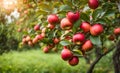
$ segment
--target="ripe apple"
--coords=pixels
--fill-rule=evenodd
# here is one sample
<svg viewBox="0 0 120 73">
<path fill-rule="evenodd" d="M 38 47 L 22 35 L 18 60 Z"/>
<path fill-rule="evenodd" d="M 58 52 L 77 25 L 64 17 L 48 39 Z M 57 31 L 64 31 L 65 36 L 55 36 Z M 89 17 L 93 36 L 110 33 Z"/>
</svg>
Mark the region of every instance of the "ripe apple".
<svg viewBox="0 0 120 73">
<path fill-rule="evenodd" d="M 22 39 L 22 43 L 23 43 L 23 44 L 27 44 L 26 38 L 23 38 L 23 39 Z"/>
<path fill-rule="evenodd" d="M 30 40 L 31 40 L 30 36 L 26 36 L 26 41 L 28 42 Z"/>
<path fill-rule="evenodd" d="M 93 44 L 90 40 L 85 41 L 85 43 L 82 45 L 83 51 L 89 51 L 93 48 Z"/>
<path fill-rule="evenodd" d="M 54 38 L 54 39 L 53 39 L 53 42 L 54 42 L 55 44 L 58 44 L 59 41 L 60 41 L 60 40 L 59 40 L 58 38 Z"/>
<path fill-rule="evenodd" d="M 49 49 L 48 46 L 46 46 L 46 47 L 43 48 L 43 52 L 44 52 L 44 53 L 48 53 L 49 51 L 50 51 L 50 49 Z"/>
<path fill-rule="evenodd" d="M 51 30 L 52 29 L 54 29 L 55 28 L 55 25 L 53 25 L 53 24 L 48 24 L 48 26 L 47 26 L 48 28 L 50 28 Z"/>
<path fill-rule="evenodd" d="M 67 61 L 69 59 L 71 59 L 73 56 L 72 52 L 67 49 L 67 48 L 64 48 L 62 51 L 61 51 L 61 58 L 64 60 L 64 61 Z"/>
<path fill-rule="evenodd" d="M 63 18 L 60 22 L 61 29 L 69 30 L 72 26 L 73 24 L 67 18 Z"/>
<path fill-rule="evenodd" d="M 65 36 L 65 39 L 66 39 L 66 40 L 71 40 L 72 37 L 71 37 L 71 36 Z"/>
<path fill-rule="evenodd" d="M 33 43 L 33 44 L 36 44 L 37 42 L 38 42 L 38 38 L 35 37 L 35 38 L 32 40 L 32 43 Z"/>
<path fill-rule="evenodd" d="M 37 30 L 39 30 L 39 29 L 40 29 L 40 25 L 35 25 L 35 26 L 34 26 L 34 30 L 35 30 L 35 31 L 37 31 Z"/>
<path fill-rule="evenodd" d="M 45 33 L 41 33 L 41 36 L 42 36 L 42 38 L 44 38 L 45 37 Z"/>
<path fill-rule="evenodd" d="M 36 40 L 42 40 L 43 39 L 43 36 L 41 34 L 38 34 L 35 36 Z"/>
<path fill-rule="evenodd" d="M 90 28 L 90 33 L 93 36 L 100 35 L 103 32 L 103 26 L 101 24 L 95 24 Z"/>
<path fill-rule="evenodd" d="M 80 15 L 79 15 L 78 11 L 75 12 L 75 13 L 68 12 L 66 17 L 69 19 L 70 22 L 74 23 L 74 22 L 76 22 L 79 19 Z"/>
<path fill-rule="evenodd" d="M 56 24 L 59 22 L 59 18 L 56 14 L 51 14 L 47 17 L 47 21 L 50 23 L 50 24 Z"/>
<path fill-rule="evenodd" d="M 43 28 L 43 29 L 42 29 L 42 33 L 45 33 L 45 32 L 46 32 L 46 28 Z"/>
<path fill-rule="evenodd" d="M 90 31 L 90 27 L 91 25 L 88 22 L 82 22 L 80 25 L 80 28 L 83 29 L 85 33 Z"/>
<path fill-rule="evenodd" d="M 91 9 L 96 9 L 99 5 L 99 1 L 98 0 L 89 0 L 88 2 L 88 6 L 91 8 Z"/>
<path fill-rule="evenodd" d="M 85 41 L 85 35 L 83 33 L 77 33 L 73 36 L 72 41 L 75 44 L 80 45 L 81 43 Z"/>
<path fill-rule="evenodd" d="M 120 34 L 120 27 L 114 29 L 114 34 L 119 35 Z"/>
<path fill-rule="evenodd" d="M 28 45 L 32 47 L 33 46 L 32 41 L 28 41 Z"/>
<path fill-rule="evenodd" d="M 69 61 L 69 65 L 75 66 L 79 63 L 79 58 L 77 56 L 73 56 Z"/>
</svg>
··········
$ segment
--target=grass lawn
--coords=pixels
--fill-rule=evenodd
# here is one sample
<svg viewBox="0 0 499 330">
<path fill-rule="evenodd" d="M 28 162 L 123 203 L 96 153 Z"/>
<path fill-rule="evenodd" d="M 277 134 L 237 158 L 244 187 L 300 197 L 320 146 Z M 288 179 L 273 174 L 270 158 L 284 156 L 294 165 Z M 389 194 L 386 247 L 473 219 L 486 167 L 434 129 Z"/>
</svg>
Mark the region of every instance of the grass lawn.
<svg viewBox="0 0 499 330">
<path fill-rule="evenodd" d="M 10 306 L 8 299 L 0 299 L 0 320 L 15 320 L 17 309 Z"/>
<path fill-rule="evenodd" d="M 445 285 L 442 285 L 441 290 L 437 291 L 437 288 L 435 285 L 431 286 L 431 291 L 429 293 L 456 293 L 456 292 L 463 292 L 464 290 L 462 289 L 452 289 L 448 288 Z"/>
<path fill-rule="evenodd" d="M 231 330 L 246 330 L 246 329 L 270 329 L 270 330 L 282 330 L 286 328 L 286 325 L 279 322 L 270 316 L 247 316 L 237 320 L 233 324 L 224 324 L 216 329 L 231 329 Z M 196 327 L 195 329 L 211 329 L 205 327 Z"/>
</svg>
··········
◆ REQUIRED WORK
Above are the records. Copy every line in them holding "target".

◆ SOLUTION FOR THIS EXERCISE
--target="ripe apple"
--target=grass lawn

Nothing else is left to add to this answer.